◆ Dataset records:
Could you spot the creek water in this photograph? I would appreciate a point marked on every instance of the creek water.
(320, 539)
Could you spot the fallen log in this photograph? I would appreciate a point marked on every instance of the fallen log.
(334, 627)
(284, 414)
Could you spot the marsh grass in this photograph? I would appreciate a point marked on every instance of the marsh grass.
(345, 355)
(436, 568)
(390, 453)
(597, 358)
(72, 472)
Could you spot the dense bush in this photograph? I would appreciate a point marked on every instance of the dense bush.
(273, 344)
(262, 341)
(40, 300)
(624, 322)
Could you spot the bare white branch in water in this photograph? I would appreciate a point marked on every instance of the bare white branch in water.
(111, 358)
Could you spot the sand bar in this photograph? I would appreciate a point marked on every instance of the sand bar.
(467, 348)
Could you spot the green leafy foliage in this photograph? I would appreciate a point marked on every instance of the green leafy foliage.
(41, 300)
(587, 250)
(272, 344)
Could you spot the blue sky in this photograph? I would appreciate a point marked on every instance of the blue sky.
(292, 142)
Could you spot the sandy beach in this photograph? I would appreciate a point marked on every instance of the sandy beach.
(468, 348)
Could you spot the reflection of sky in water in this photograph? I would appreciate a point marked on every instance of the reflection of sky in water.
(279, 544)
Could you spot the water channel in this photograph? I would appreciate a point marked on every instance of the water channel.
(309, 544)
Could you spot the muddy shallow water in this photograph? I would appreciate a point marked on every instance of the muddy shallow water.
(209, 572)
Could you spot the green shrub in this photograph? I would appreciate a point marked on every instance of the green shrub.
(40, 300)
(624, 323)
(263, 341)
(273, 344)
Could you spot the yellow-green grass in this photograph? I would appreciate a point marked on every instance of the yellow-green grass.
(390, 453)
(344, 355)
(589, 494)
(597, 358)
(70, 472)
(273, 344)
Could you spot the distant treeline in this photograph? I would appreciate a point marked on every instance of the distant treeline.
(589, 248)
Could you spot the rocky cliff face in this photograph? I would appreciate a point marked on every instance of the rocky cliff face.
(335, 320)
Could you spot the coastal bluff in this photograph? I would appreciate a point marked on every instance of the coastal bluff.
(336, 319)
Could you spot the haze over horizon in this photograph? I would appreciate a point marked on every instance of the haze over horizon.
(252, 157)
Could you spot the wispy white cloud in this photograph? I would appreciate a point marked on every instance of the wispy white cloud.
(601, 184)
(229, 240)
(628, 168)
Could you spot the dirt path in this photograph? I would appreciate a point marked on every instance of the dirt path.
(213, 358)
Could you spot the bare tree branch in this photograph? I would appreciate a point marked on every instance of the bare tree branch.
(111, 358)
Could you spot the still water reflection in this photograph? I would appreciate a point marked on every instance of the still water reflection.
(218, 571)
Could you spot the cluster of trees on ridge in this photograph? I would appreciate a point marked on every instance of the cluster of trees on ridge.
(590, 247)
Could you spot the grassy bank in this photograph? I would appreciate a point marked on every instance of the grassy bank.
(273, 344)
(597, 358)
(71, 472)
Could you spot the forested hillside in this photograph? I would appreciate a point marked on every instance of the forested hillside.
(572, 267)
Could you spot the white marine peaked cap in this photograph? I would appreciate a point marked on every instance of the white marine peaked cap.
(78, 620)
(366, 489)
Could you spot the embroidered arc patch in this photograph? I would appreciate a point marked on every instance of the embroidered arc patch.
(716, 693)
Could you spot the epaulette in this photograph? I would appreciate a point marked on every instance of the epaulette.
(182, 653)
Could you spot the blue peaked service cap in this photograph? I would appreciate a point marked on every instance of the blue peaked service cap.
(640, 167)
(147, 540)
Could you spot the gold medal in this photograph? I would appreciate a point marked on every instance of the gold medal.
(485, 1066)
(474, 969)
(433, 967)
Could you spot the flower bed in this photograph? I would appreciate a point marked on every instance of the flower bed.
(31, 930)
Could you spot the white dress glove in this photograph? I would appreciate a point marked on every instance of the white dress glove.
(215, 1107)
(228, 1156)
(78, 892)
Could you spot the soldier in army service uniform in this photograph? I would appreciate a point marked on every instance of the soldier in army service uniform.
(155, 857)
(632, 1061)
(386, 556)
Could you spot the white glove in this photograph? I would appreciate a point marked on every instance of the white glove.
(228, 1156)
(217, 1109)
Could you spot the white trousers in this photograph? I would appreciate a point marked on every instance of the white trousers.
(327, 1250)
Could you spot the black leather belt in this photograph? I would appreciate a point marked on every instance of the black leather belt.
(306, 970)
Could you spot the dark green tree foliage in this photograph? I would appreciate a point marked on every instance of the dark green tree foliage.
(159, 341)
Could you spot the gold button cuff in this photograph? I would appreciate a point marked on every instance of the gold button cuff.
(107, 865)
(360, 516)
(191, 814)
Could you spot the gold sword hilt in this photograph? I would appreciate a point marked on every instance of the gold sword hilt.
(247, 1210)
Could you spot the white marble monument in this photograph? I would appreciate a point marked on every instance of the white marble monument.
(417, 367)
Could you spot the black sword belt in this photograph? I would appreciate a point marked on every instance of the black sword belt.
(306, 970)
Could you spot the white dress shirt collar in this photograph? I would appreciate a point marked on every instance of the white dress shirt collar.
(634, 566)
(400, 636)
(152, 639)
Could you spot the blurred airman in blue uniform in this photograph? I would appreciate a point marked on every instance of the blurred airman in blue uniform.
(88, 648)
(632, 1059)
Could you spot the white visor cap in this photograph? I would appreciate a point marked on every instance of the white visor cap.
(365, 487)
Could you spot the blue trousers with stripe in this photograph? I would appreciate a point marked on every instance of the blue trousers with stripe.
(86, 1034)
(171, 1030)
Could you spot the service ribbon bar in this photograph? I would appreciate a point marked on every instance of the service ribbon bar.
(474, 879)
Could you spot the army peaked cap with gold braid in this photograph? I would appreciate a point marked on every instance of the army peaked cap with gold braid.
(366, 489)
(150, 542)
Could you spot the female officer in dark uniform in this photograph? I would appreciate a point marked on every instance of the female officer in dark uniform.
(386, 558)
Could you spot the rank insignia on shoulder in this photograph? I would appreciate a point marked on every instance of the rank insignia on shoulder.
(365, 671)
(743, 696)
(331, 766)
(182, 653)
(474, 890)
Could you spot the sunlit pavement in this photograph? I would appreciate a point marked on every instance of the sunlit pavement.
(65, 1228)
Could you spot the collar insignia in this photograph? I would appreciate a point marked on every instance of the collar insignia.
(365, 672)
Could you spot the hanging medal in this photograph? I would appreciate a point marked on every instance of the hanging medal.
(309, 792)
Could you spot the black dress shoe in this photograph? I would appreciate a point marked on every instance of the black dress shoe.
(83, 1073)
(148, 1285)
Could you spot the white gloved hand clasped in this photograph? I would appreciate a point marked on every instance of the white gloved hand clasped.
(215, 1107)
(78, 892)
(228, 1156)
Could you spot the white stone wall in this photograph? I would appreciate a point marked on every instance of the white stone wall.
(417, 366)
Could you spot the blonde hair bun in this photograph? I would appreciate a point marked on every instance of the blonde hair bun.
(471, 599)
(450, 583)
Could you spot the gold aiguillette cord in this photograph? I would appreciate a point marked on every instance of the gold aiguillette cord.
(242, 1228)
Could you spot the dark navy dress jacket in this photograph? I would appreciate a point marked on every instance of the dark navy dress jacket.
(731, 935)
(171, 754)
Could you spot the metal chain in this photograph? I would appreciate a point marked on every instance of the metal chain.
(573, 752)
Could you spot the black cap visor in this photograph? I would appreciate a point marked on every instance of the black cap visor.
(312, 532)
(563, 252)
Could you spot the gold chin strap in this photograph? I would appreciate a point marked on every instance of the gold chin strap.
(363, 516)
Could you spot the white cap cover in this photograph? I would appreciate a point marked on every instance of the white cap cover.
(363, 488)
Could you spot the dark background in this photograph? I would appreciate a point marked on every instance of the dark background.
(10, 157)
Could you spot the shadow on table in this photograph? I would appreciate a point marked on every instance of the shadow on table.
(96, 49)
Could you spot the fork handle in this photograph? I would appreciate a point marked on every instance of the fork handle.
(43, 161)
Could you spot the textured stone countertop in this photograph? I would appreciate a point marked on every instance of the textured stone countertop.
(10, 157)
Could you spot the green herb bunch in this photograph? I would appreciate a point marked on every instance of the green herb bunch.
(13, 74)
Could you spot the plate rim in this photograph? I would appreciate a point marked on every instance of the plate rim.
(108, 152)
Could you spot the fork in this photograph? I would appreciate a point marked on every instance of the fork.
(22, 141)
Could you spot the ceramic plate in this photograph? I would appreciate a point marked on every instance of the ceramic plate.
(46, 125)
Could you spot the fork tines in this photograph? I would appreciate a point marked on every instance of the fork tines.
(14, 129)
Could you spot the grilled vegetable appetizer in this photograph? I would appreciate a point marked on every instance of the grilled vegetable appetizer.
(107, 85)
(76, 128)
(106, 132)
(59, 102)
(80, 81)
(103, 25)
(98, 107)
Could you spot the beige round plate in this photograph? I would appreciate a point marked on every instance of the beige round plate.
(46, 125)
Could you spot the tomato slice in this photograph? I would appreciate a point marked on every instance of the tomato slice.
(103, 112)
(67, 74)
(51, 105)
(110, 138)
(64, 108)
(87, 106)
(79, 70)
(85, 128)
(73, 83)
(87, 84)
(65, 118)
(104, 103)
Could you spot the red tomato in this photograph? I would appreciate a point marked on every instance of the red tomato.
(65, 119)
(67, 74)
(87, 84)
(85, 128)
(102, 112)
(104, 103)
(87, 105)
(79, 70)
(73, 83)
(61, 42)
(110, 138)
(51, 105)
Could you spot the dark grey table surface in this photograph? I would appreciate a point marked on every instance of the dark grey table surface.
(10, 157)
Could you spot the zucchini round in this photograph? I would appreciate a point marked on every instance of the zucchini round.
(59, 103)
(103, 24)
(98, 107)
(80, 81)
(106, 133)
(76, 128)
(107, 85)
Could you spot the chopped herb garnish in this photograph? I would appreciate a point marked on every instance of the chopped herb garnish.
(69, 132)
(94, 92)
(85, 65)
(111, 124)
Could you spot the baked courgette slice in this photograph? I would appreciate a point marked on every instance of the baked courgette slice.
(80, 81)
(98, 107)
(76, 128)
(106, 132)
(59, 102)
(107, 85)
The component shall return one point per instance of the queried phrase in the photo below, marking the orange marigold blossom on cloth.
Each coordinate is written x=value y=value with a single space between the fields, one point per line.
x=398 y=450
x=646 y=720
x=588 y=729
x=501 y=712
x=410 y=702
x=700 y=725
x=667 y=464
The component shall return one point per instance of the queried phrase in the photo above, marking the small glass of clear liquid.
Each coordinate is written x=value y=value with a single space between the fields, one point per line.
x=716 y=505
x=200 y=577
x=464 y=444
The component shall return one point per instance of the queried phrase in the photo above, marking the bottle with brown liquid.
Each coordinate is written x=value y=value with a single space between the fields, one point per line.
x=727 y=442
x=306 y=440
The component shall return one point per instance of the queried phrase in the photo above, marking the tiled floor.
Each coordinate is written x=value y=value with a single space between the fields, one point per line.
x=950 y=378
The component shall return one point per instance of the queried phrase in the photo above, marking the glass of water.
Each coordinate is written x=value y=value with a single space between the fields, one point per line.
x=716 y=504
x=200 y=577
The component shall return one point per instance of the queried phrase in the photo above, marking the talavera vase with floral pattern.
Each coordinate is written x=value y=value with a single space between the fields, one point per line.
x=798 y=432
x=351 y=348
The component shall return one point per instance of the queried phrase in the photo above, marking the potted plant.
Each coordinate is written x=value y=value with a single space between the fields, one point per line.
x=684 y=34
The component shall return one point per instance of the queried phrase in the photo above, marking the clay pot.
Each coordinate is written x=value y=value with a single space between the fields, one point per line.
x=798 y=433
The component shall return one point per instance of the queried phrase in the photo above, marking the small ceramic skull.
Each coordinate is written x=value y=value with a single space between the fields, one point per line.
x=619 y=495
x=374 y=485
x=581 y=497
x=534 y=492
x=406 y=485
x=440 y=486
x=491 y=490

◆ Aim of the exercise:
Which lines in the records above contain the word "small"? Return each of them.

◆ Output for this task:
The component shall return one point per instance of the queried phrase in the photo above, marking the small glass of clear liquid.
The component shall return one point per instance of the queried phrase in the photo above, marking the small ceramic skull.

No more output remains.